[WHAT YOU HAVE TO DO]
Rewrite everything from "The Masonic Temple" down to "founding of the Ferndale Lodge." in the passage on the Ferndale Masonic Temple, substituting "Queen Anne" for "Eastlake-Stick" wherever it appears.

[PASSAGE FOR REVIEW]
%%

Lodge hall built in 1891

The Masonic Temple in Ferndale, California is located at 212 Francis Street, in an Eastlake-Stick style building built in 1891. The Masonic Hall is a contributing property in the Ferndale Main Street Historic District which was added on 10 January 1994 to the National Register of Historic Places. Ferndale Masonic Lodge Free & Accepted Masons #193 holds meetings in the building.

==History==

Charter member and first worshipful master of the Ferndale Lodge for two terms in 1869 and 1870, Seth Louis Shaw (March 23, 1816 – November 23, 1872), was a lifelong Mason, starting in Nashville, Tennessee, where he became a master Mason and later worshipful master of the same lodge. After traveling to California in the Gold Rush, Shaw was one of the charter members of the Humboldt Lodge in Eureka, California before the founding of the Ferndale Lodge.

The Ferndale lodge was chartered on 14 October 1869 by the grand lodge in San Francisco. The earliest meetings of the Ferndale Lodge were held over a store at the corner of Ocean Avenue and Francis Street, now the site of a repurposed gas station. In 1872 Shaw's son, Joseph Armitage Shaw, was worshipful master of the Ferndale Lodge. In 1874 and 1875, the Lodge worked on building a new hall which is now the I.O.O.F. Hall on Main Street.

%%

[Stored data entries]
%%

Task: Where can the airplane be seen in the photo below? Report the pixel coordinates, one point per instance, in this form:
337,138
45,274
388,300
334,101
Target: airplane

%%

[ANSWER TO THIS PROBLEM]
The Masonic Temple in Ferndale, California is located at 212 Francis Street, in an Queen Anne style building built in 1891. The Masonic Hall is a contributing property in the Ferndale Main Street Historic District which was added on 10 January 1994 to the National Register of Historic Places. Ferndale Masonic Lodge Free & Accepted Masons #193 holds meetings in the building.

==History==

Charter member and first worshipful master of the Ferndale Lodge for two terms in 1869 and 1870, Seth Louis Shaw (March 23, 1816 – November 23, 1872), was a lifelong Mason, starting in Nashville, Tennessee, where he became a master Mason and later worshipful master of the same lodge. After traveling to California in the Gold Rush, Shaw was one of the charter members of the Humboldt Lodge in Eureka, California before the founding of the Ferndale Lodge.